Data taken from a collection

%%

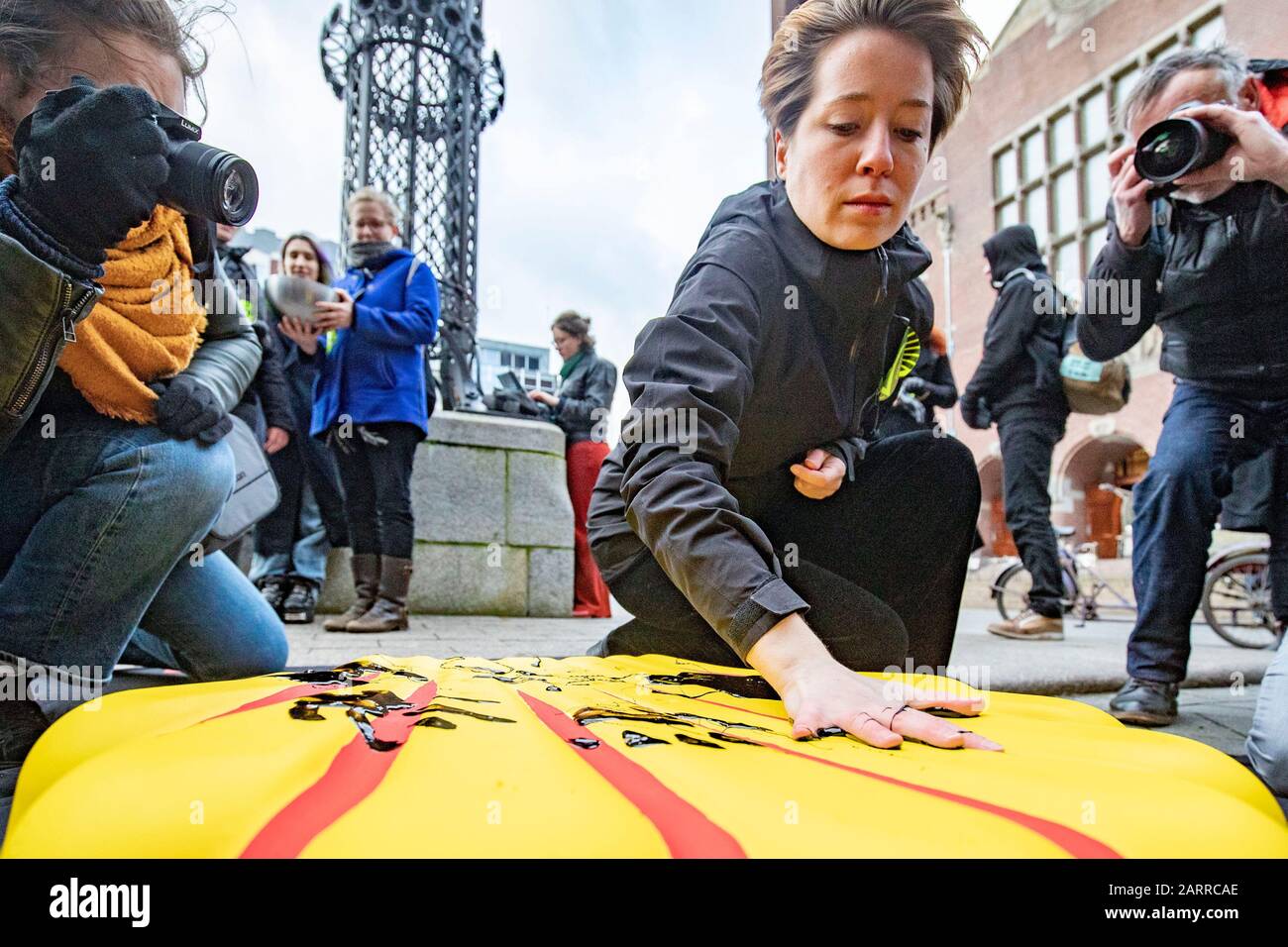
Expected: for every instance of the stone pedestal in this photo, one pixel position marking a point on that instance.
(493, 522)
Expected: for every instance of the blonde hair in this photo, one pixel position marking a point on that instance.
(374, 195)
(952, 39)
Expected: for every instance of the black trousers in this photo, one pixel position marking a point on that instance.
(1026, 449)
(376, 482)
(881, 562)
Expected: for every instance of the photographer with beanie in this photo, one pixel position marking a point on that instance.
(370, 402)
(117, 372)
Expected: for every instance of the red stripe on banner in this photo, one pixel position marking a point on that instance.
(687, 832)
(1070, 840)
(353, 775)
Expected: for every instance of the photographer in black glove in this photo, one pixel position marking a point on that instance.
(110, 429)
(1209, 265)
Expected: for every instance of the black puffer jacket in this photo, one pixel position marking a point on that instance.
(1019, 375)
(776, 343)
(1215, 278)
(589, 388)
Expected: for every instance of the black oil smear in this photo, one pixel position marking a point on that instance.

%%

» **Short task**
Render all of the material above as a numbered list with no blank lines, and leave the pictures out.

» **Worked solution**
1. Expected: for every instance of the stone pedestal in this photo, one pixel position marking a point on that instance.
2. (493, 522)
3. Expected: for every instance of the blonde hair in this photo, one pixel position marking a point on that instance.
4. (374, 195)
5. (952, 39)
6. Expected: for every instance of the black trousers in this photo, one pixel position marking a point on that instance.
7. (1026, 449)
8. (376, 482)
9. (881, 562)
10. Expected: for every instance of the photographer with beanie in this photo, one pixel position marking a point on that instance.
11. (370, 402)
12. (117, 372)
13. Expected: for every instance of the red stripe on banner in this photo, one pixel position marking a point on that instance.
14. (687, 832)
15. (1070, 840)
16. (353, 775)
17. Expected: for every instance of the photographer in black glove in this photo, one pixel position marking a point on that instance.
18. (110, 429)
19. (1209, 265)
20. Expected: for every instance of the black puffer jacket in this photo, one pixel position marking a point on that instance.
21. (1019, 375)
22. (776, 343)
23. (1215, 278)
24. (589, 388)
25. Expected: for every instance of the black oil smear in this photo, one pixel position marking a point on that instance.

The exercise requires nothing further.